→ COMPLETE THE FOLLOWING
• a. Please copy the stretch of the aquarium forum thread from "Subscribed. Inspired to" through "(Dec 15, 2010)", keeping every word unchanged.
• b. Write what comes next in the aquarium forum thread, picking up right after its last line.

Then it seems like you've hit the "sweet spot" that many aquarists dream of. Congratulations!


----------



## tylergvolk (Jun 17, 2012)

I really like this tank!

You mention the filter was noisy. How so? What did you do to calm it down?

http://m.youtube.com/#/watch?v=bGFUF-GUYjY&desktop_uri=/watch?v=bGFUF-GUYjY

Where can I buy this tank?


----------



## tylergvolk (Jun 17, 2012)

Subscribed. Inspired to try a nano. I love the low maintenance of this tank. Very cool. Keep us updated periodically.


----------



## orchidman (Dec 15, 2010)

tylergvolk said:


> I really like this tank!
> 
> You mention the filter was noisy. How so? What did you do to calm it down?
> 
> ...


he lives in scotland...not sure if its available in the US. its similar to the aqueon evolve though.


----------



## Siggav (Jun 29, 2009)

I took out the filter and bought a new quieter one. Don't know where to buy the tank. Like I said at the start it was a practical fishkeeping magazine subscription gift for me

Also Im a she not a he but yes I live in Scotland


----------



## LyzzaRyzz (Nov 6, 2012)

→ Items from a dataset
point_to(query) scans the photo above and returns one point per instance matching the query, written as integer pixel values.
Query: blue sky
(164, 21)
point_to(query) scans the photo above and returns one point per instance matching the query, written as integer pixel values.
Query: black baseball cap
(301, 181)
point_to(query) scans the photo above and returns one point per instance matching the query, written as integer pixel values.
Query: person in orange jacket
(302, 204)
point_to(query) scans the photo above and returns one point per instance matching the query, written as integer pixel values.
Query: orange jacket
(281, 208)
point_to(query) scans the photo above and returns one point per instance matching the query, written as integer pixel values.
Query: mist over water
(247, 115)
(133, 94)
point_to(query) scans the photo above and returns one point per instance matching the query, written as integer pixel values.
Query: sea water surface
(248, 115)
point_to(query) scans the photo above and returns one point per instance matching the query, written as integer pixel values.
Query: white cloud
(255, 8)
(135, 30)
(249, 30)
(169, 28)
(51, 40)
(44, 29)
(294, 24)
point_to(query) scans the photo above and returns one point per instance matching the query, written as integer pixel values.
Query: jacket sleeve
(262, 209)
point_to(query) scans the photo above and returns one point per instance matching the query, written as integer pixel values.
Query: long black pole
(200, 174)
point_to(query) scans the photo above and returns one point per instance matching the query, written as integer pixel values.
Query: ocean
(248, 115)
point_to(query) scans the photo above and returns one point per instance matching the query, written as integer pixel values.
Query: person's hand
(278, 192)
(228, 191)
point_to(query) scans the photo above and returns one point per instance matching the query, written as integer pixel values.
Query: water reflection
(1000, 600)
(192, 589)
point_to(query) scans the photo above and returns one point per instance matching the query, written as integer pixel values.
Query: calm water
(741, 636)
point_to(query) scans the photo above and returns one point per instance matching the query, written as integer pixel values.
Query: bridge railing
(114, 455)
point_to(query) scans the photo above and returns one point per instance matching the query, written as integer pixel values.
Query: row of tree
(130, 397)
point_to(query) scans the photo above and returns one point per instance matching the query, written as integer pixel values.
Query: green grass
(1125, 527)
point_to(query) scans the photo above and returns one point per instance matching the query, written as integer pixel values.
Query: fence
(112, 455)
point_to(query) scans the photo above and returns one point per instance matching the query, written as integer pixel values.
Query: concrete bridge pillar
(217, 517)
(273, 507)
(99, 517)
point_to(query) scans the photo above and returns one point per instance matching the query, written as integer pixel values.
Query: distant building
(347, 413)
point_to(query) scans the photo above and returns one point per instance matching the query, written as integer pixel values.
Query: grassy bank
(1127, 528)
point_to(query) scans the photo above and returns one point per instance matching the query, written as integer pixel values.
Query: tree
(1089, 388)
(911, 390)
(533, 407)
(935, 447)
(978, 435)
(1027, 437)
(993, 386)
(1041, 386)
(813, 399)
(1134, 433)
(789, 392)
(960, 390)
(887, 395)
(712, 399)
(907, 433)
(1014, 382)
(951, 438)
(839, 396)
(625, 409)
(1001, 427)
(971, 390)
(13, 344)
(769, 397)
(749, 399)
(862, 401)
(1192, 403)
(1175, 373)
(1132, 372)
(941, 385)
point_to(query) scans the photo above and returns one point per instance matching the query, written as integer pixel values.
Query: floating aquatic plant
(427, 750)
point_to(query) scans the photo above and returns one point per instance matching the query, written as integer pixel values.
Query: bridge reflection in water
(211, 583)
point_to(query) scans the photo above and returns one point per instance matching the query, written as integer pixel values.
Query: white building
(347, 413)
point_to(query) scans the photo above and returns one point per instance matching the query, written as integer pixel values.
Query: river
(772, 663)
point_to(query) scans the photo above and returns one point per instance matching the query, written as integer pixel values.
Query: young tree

→ OUTPUTS BY TASK
• a.
Subscribed. Inspired to try a nano. I love the low maintenance of this tank. Very cool. Keep us updated periodically.


----------



## orchidman (Dec 15, 2010)

• b.
Wow, nice tank! I love when tanks are low maintenance!
You amanos look super healthy, great work!


----------



## Siggav (Jun 29, 2009)

Update, the tank had a mini meltdown over Xmas, the lights aren't on a timer so when I was away for 2 weeks I figured I'd leave them off since the tank is next to a window anyway. My fish sitter who came to check on the tanks turned the lights on so they were on 24/7 for a while.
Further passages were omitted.